[Coordinate annotation items]
──────

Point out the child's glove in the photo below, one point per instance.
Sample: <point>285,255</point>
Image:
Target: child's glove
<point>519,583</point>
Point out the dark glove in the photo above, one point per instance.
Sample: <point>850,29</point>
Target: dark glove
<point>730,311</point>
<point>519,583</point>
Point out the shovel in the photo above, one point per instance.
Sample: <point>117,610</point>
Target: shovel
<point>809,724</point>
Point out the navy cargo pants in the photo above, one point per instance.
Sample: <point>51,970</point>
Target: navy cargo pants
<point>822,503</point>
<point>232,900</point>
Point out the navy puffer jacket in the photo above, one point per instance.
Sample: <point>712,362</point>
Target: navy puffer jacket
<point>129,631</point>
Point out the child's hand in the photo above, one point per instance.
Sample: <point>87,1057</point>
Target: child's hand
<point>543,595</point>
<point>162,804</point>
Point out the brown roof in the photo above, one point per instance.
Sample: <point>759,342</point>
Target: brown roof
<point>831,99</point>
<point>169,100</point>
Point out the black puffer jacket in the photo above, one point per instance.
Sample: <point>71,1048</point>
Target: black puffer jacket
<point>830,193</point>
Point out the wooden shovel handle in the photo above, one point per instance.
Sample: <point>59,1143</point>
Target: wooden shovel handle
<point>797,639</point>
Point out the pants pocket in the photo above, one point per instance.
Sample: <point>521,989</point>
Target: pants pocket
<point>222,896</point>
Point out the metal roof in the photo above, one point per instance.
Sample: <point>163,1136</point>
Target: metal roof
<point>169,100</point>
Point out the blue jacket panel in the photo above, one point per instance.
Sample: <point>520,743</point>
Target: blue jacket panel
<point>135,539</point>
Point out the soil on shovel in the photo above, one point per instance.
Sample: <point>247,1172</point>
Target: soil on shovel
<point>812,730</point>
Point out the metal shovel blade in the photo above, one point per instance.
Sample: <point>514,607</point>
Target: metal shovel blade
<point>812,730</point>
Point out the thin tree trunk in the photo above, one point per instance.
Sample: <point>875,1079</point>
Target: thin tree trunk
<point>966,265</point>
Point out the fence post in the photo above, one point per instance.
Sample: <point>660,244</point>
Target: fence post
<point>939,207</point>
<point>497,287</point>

──────

== PROBLEM TO SOLVE ==
Format every line of the items above as a JSON list of strings, one string per line, omitting blank lines.

== FINISHED ANSWER ==
[
  "Point out the child's glove in the photo below, one point per instance.",
  "Sample: <point>285,255</point>",
  "Image:",
  "Target: child's glove",
  "<point>519,583</point>",
  "Point out the dark glove in the photo above, one point per instance.",
  "Sample: <point>850,29</point>",
  "Target: dark glove",
  "<point>730,311</point>",
  "<point>519,583</point>",
  "Point out the shovel in the photo above, one point per instance.",
  "Sample: <point>117,610</point>",
  "Target: shovel",
  "<point>809,724</point>",
  "Point out the navy cargo pants in the photo above, one point per instance.",
  "Sample: <point>51,970</point>",
  "Target: navy cargo pants",
  "<point>822,503</point>",
  "<point>232,900</point>",
  "Point out the navy puffer jacket in the photo above, one point per instance.",
  "Sample: <point>712,362</point>",
  "Target: navy puffer jacket",
  "<point>129,631</point>",
  "Point out the child's hand in the photo above, one point per instance.",
  "Sample: <point>87,1057</point>",
  "Target: child's hand",
  "<point>543,595</point>",
  "<point>162,804</point>",
  "Point out the brown roof in the photo above, one point per instance.",
  "Sample: <point>759,342</point>",
  "Target: brown roof",
  "<point>831,99</point>",
  "<point>169,100</point>",
  "Point out the black puffer jacket in the photo above, one point per instance.",
  "Sample: <point>71,1048</point>",
  "Target: black puffer jacket",
  "<point>830,193</point>",
  "Point out the wooden shovel handle in the photo above, one point per instance.",
  "Sample: <point>59,1143</point>",
  "Target: wooden shovel handle",
  "<point>797,639</point>",
  "Point out the pants pocket in the photo above, one point per instance.",
  "Sample: <point>521,989</point>",
  "Target: pants pocket",
  "<point>222,896</point>",
  "Point out the metal roof in the photo above, one point per instance.",
  "Sample: <point>163,1136</point>",
  "Target: metal roof",
  "<point>169,100</point>",
  "Point out the blue jacket panel in the photo above, one point per instance.",
  "Sample: <point>520,743</point>",
  "Target: blue jacket panel",
  "<point>135,539</point>",
  "Point out the soil on shovel in the photo above, one point per instance.",
  "Sample: <point>247,1172</point>",
  "Target: soil on shovel",
  "<point>812,730</point>",
  "Point out the metal shovel blade in the photo above, one point per instance.",
  "Sample: <point>514,607</point>",
  "Target: metal shovel blade",
  "<point>812,730</point>",
  "Point out the thin tree trunk in the photo above, one point per instance.",
  "Sample: <point>875,1079</point>",
  "Target: thin tree trunk",
  "<point>966,265</point>",
  "Point out the fence post in the photo above, one point per instance.",
  "Sample: <point>660,244</point>",
  "Target: fence post",
  "<point>939,207</point>",
  "<point>497,287</point>"
]